Excerpts from segmentation records:
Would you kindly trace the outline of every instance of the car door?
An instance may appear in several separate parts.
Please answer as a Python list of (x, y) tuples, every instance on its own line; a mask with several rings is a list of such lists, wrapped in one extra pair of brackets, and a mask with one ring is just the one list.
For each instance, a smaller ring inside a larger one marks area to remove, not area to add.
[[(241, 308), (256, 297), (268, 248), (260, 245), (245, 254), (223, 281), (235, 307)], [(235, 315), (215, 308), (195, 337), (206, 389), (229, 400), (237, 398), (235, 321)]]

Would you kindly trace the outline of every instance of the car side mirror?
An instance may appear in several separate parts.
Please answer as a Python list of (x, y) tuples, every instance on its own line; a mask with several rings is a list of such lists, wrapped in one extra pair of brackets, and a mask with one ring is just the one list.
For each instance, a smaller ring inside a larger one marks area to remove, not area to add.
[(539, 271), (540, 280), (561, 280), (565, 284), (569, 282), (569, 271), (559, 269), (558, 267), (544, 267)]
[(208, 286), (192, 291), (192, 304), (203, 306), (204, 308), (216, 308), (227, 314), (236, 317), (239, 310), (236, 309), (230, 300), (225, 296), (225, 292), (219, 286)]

* **WORK REQUIRED**
Turn the lines starting at the first line of the items and ending at the line that contains "398), (235, 321)]]" into a Markdown table with the columns Row and Line, leaving out any blank lines. Include both of those end lines.

* **RESPONSE TO THIS EXERCISE**
| Row | Line |
|---|---|
| 1 | Would you kindly trace the outline of every instance of the car door? |
| 2 | An instance may appear in several separate parts. |
| 3 | Please answer as a Python list of (x, y) tuples, every instance on its own line; a mask with several rings is a list of such lists, wrapped in one extra pair of brackets, and a mask with one ring is just the one list. |
| 4 | For each instance, a smaller ring inside a larger one marks area to remove, not area to add. |
| 5 | [[(241, 308), (256, 297), (268, 248), (260, 245), (245, 254), (223, 281), (235, 307)], [(235, 315), (215, 308), (195, 337), (206, 389), (229, 400), (237, 398), (235, 321)]] |